Requirement
Repeat each of the entries below word for word, keeping every line in its original order.

** BEGIN **

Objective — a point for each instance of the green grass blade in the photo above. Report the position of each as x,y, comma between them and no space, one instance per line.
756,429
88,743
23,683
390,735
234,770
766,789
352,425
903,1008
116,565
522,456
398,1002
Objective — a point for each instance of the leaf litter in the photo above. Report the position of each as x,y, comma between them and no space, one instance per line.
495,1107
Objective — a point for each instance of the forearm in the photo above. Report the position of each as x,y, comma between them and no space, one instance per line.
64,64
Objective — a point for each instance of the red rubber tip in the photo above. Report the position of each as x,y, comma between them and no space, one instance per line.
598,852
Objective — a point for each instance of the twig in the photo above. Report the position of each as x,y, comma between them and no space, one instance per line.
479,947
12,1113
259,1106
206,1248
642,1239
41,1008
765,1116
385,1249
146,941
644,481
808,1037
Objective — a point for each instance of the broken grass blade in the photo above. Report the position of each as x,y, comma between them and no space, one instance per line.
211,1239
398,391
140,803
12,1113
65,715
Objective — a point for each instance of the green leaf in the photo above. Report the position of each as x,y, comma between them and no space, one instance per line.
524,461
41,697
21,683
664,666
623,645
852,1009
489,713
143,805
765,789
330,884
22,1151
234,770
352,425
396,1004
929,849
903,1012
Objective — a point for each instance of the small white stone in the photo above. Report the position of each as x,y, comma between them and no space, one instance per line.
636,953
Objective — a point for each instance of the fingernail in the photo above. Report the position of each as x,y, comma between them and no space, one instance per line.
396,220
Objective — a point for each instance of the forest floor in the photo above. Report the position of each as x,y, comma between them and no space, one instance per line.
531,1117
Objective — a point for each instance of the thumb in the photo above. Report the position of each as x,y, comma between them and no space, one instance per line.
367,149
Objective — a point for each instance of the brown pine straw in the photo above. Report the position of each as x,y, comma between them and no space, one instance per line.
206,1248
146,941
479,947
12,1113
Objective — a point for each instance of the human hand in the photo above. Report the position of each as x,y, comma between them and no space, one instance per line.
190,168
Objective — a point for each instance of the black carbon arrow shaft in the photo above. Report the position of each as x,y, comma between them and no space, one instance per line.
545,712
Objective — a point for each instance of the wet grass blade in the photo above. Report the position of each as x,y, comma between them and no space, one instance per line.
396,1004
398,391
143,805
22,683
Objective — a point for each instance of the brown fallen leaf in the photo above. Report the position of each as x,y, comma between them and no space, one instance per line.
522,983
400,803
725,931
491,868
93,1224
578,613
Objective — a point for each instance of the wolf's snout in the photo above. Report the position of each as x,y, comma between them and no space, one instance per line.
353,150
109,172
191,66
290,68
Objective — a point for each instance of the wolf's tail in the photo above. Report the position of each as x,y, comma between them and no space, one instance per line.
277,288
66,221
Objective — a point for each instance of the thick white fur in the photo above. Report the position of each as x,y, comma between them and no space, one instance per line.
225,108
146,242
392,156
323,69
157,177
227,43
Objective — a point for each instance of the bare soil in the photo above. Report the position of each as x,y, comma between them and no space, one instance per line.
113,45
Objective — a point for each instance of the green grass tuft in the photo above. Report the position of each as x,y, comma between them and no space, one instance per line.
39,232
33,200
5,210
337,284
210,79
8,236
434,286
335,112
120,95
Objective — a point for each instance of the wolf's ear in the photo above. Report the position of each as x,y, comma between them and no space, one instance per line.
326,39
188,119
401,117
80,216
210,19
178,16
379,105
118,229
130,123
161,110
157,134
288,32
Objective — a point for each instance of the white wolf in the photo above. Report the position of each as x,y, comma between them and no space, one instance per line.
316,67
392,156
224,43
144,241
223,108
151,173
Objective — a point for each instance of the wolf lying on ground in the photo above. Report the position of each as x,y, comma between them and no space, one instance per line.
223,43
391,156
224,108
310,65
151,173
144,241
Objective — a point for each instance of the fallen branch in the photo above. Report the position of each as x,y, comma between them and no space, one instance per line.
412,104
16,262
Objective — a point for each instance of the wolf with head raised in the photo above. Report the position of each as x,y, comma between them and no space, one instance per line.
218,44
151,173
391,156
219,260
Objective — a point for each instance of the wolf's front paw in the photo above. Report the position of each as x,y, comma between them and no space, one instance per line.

** END **

Written response
Objective — a point for each instance of the green grass blade in the photo above. Report the position of each as x,y, comma between them and no space, one instance per line.
756,429
88,743
23,683
390,735
234,770
766,789
352,425
903,1008
116,565
522,456
398,1002
Objective — a point for each instance of the leaf litter in the photo above. Report the position of each as x,y, comma between them and no space, one instance per line.
495,1107
Objective — a point for each instance of the forearm in the photo above. Report the position of each as x,y, comma between them and no space, one instance per line.
64,64
Objective — a point for each instance of the red rubber tip in the photo above. Report the position of each as x,y, comma between them and no space, one instance per line.
598,852
Objective — a point for each instance of the twig in the photo above. Report the position of each as x,y, comma between them and no space, one instance per line.
479,947
12,1113
259,1106
206,1248
642,1239
41,1008
765,1116
385,1249
146,941
644,481
808,1037
Objective — a point for each instance of the broken grass blade in the photo above. Report the position of each as x,y, comma between them and no space, one instance per line.
211,1239
398,391
140,803
12,1113
65,715
Objective — a point for each instance of the green leaf in the photo above. Report the position of each as x,y, comma between them and no space, one instance per line.
524,461
41,697
21,683
664,666
623,645
852,1009
489,713
143,805
765,789
330,884
22,1151
234,770
352,425
396,1004
929,849
903,1012
Objective — a point for each instance of the small white stone in the photo above. Report the position of each as x,y, comma between them and no space, one instance per line.
636,953
Objective — a point for each instance of the fingernail in the photo above. Report the position of each as x,y, comma between them and no space, one instance per line.
396,220
Objective — a point for each instance of the forest floor in the photo above. Report the position of each as x,y, comma between them and no space, one instance per line.
531,1117
Objective — a point for each instance of the thumb in the photo above. Report the position of each as x,y, comma between them and no space, one instance per line.
367,149
Objective — a point for each instance of the brown pine straw in the photo above. Report the position of each as x,y, comma between them and no space, one instance per line.
206,1248
146,941
479,947
12,1113
Objective — a point for each instance of the human hand in the photo above. Report the position of each as x,y, comma between them and no space, one instance per line.
190,168
Objective — a point for each instance of the black carbon arrow shaft in the photo above. Report the position of each as x,y, comma between them and no space, one instance per line.
545,712
Objective — a point for each instance of the wet grass blade in the photo above. Report the position of each as x,y, comma between them and no space, one instance per line.
396,1004
398,391
143,805
22,683
Objective — a point for each instance of the brown fallen leaf in the photo above. Report the position of each as x,y, comma between them and no space, one instance per line.
522,983
400,803
725,931
491,868
93,1224
578,613
Objective — a point for each instance of the wolf's snout in the photo above. Report the position of each as x,y, comma between them and no space, one instance per line.
353,150
109,172
191,66
290,68
Objective — a point for each instance of the wolf's tail in the photo above. Report the position of each as x,y, comma between them and no space, one instance per line.
277,288
66,221
Objective — a point for each instance of the thick white fur in the photo above. Report the position of each as x,y, comma between them and no space, one instance per line.
225,108
146,242
392,156
323,69
157,177
227,43
Objective — a point for each instance of the bare soil in the photo above. Report the position of each as x,y, comma between them and no space, one instance per line.
113,45
Objective — a point for each instance of the green grass tuft in the photo above. Report the position of each as x,y, comma between them and no space, one instance per line.
39,232
33,200
5,210
337,284
210,79
8,236
434,286
335,112
120,95
Objective — a point for each instance of the wolf's ear in the photo above. Report the position of each as x,y, comma between them and no space, one instance per line.
326,39
188,119
401,117
80,216
210,19
178,16
379,105
118,229
130,123
161,110
157,134
288,32
Objective — a point for each instance of the white wolf in the photo above. Report the position of each as x,y, comma between them and no space, one instance per line.
316,67
392,156
224,43
144,241
223,108
151,173
Objective — a point for each instance of the wolf lying on ground in the photo above. Report the position of each as x,y, comma between them and no space, one instance per line.
223,43
391,156
224,108
310,65
151,173
144,241
Objective — a point for each instance of the fallen branch in the photo above. Report the position of each as x,y, comma between them and no space, one instance per line.
412,104
16,262
Objective — a point for each instance of the wolf with head raised in the photo above. Report the position of each as x,y, comma between them and no space, one instance per line.
218,44
151,173
391,156
219,260
Objective — a point for each instance of the wolf's front paw in the photo above. Report the position of each as x,y, comma between them and no space, one instance per line.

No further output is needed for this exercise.